◆ Entries supplied:
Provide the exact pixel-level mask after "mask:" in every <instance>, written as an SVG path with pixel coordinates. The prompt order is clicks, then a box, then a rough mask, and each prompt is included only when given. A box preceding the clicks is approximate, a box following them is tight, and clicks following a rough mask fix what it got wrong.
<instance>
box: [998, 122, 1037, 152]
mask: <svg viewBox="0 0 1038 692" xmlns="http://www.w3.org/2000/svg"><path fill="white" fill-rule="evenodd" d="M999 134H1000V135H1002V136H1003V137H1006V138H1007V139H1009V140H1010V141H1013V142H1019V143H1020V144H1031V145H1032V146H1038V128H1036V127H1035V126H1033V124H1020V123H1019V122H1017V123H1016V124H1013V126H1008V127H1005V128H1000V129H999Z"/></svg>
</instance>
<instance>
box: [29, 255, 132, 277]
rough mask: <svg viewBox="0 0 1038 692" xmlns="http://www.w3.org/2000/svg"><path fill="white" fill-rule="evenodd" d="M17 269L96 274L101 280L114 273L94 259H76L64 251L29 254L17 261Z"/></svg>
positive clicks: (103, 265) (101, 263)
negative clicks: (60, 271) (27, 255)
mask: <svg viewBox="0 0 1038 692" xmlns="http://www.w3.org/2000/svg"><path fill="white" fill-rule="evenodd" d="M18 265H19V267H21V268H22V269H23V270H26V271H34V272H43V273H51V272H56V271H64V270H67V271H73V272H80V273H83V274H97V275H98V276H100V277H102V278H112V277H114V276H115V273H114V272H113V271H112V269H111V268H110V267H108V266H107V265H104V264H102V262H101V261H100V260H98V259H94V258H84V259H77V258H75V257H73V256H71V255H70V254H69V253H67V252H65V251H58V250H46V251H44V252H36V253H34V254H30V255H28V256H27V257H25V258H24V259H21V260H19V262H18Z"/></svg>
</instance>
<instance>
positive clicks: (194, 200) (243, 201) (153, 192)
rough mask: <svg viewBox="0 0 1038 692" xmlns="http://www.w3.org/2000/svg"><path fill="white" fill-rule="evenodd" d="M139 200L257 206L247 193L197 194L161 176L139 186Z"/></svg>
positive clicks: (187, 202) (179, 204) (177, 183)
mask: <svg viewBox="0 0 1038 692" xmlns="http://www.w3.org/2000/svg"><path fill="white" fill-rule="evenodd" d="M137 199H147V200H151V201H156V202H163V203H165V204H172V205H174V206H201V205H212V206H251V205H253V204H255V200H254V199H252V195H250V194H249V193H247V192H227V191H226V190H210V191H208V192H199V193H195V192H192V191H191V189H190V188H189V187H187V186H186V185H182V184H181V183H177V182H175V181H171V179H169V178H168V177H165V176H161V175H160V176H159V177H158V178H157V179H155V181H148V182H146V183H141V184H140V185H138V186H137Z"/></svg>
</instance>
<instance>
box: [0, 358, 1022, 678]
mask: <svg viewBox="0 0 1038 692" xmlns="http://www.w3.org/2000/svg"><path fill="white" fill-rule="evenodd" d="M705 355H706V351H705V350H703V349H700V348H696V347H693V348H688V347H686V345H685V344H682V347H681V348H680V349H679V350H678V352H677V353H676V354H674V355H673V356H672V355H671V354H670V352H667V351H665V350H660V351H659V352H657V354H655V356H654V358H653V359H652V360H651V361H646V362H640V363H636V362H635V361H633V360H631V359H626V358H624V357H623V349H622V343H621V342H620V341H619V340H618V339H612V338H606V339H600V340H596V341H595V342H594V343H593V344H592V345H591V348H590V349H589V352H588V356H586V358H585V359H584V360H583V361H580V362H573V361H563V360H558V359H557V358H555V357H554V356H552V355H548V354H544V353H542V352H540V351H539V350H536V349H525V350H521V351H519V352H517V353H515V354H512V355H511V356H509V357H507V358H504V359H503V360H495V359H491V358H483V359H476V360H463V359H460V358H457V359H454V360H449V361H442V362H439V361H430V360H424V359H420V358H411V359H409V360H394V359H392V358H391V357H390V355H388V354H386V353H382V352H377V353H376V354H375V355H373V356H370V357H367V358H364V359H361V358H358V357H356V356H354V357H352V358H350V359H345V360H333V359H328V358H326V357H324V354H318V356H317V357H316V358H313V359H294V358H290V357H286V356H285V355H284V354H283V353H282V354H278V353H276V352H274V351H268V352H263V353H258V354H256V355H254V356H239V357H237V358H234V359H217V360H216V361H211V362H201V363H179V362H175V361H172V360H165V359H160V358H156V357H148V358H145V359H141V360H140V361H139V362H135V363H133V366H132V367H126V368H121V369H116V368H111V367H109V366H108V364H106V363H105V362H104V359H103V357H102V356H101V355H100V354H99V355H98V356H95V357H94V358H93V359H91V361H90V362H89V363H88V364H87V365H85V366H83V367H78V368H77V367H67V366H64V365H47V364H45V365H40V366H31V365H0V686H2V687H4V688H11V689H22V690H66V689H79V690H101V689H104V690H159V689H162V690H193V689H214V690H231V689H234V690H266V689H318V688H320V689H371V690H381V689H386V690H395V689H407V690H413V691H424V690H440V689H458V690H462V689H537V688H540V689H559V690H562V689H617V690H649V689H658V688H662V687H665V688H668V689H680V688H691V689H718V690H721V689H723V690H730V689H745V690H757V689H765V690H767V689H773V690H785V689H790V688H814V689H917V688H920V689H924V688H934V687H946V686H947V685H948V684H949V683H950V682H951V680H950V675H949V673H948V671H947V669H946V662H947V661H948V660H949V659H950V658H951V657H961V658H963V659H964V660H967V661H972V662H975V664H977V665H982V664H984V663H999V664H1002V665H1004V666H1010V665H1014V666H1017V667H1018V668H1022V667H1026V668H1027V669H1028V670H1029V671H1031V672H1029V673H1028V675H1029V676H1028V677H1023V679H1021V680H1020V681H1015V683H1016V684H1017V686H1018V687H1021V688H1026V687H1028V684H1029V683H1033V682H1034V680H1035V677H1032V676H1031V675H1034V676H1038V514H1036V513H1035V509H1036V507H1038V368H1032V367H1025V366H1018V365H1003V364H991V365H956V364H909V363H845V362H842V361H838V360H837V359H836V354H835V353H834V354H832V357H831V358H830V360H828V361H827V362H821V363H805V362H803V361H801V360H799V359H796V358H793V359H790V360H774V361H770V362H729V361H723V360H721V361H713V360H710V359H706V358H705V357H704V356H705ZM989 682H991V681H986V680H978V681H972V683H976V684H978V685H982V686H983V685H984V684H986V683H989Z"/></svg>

◆ Instructions to follow: Render these lines as a Markdown table with two columns, Row and Line, giving each line its own row and skipping any blank lines.

◆ Exercise response:
| Row | Line |
|---|---|
| 1 | Provide the exact pixel-level mask after "mask:" in every <instance>, written as an SVG path with pixel coordinates. The prompt order is clicks, then a box, then a rough mask, and each prompt is included only when given. A box preceding the clicks is approximate, a box following them is tight, and clicks following a rough mask fix what it got wrong. |
| 2 | <instance> |
| 3 | box: [998, 122, 1037, 152] |
| 4 | mask: <svg viewBox="0 0 1038 692" xmlns="http://www.w3.org/2000/svg"><path fill="white" fill-rule="evenodd" d="M999 134H1000V135H1002V136H1003V137H1006V138H1007V139H1009V140H1010V141H1013V142H1019V143H1020V144H1031V145H1032V146H1038V128H1036V127H1035V126H1033V124H1020V123H1019V122H1017V123H1016V124H1013V126H1008V127H1005V128H1000V129H999Z"/></svg> |
| 5 | </instance> |
| 6 | <instance> |
| 7 | box: [29, 255, 132, 277] |
| 8 | rough mask: <svg viewBox="0 0 1038 692" xmlns="http://www.w3.org/2000/svg"><path fill="white" fill-rule="evenodd" d="M17 269L96 274L101 280L114 273L94 259H76L64 251L29 254L17 261Z"/></svg> |
| 9 | positive clicks: (103, 265) (101, 263) |
| 10 | negative clicks: (60, 271) (27, 255) |
| 11 | mask: <svg viewBox="0 0 1038 692" xmlns="http://www.w3.org/2000/svg"><path fill="white" fill-rule="evenodd" d="M18 265H19V267H21V268H22V269H23V270H26V271H34V272H43V273H51V272H56V271H64V270H67V271H73V272H80V273H83V274H97V275H98V276H100V277H102V278H112V277H114V276H115V273H114V272H113V271H112V269H111V268H110V267H108V266H107V265H104V264H102V262H101V261H100V260H98V259H94V258H84V259H77V258H75V257H73V256H71V255H70V254H69V253H67V252H65V251H58V250H46V251H44V252H36V253H34V254H30V255H28V256H27V257H25V258H24V259H21V260H19V262H18Z"/></svg> |
| 12 | </instance> |
| 13 | <instance> |
| 14 | positive clicks: (194, 200) (243, 201) (153, 192) |
| 15 | rough mask: <svg viewBox="0 0 1038 692" xmlns="http://www.w3.org/2000/svg"><path fill="white" fill-rule="evenodd" d="M139 200L257 206L247 193L197 194L161 176L139 186Z"/></svg> |
| 16 | positive clicks: (187, 202) (179, 204) (177, 183) |
| 17 | mask: <svg viewBox="0 0 1038 692" xmlns="http://www.w3.org/2000/svg"><path fill="white" fill-rule="evenodd" d="M137 199H147V200H151V201H156V202H163V203H165V204H172V205H174V206H201V205H212V206H251V205H253V204H255V200H254V199H252V195H250V194H249V193H247V192H227V191H226V190H210V191H208V192H199V193H195V192H192V191H191V189H190V188H189V187H187V186H186V185H182V184H181V183H177V182H175V181H171V179H169V178H168V177H165V176H161V175H160V176H159V177H158V178H157V179H155V181H148V182H146V183H141V184H140V185H138V186H137Z"/></svg> |
| 18 | </instance> |
| 19 | <instance> |
| 20 | box: [0, 358, 1022, 678] |
| 21 | mask: <svg viewBox="0 0 1038 692" xmlns="http://www.w3.org/2000/svg"><path fill="white" fill-rule="evenodd" d="M705 355H706V351H705V350H703V349H700V348H696V347H693V348H688V347H686V345H685V344H682V347H681V348H680V349H679V350H678V352H677V353H676V354H674V355H673V356H672V355H671V354H670V352H667V351H665V350H660V351H659V352H657V354H655V356H654V358H653V359H652V360H651V361H646V362H640V363H636V362H635V361H633V360H631V359H626V358H624V357H623V349H622V343H621V342H620V341H619V340H618V339H612V338H606V339H600V340H596V341H595V342H594V343H593V344H592V345H591V348H590V349H589V352H588V356H586V358H585V359H584V360H583V361H580V362H573V361H563V360H558V359H557V358H555V357H554V356H552V355H548V354H544V353H542V352H540V351H539V350H536V349H525V350H521V351H519V352H517V353H515V354H512V355H511V356H509V357H507V358H504V359H503V360H495V359H491V358H483V359H476V360H463V359H460V358H457V359H454V360H449V361H442V362H439V361H430V360H424V359H420V358H411V359H409V360H394V359H392V358H391V357H390V355H388V354H386V353H382V352H377V353H376V354H375V355H373V356H370V357H367V358H364V359H361V358H358V357H356V356H354V357H352V358H350V359H345V360H333V359H328V358H326V357H324V354H318V356H317V357H316V358H313V359H294V358H290V357H286V356H285V355H284V354H283V353H282V354H278V353H276V352H274V351H268V352H263V353H258V354H256V355H254V356H239V357H237V358H234V359H217V360H216V361H211V362H201V363H179V362H175V361H172V360H165V359H160V358H156V357H148V358H145V359H141V360H140V361H139V362H135V363H133V366H132V367H126V368H121V369H116V368H111V367H109V366H108V364H106V363H105V362H104V359H103V357H102V356H101V355H100V354H99V355H98V356H95V357H94V358H93V359H91V361H90V362H89V363H88V364H87V365H85V366H83V367H78V368H77V367H67V366H64V365H47V364H45V365H40V366H31V365H0V686H2V687H4V688H11V689H22V690H66V689H79V690H101V689H104V690H159V689H162V690H193V689H214V690H231V689H234V690H266V689H318V688H320V689H371V690H381V689H386V690H395V689H407V690H413V691H424V690H440V689H458V690H462V689H537V688H540V689H559V690H562V689H617V690H649V689H658V688H662V687H665V688H668V689H680V688H691V689H718V690H721V689H723V690H730V689H745V690H757V689H765V690H767V689H773V690H785V689H790V688H814V689H917V688H920V689H924V688H934V687H946V686H947V685H948V684H949V683H950V682H951V680H950V675H949V673H948V671H947V669H946V662H947V661H948V660H949V659H950V658H951V657H961V658H963V659H964V660H967V661H972V662H975V664H977V665H982V664H984V663H999V664H1002V665H1004V666H1010V665H1014V666H1017V667H1018V668H1022V667H1026V668H1027V669H1028V670H1029V671H1031V672H1029V673H1028V675H1029V676H1028V677H1023V679H1021V680H1020V681H1015V683H1016V684H1017V686H1018V687H1021V688H1026V687H1028V684H1029V683H1033V682H1034V680H1035V677H1032V676H1031V675H1034V676H1038V514H1036V513H1035V509H1036V507H1038V368H1032V367H1025V366H1018V365H1003V364H991V365H956V364H909V363H845V362H842V361H838V360H837V359H836V354H835V353H834V354H832V357H831V358H830V360H828V361H827V362H821V363H805V362H803V361H801V360H799V359H796V358H793V359H790V360H774V361H770V362H729V361H723V360H721V361H713V360H710V359H706V358H705V357H704V356H705ZM989 682H991V681H986V680H978V681H972V683H976V684H978V685H982V686H983V685H984V684H986V683H989Z"/></svg> |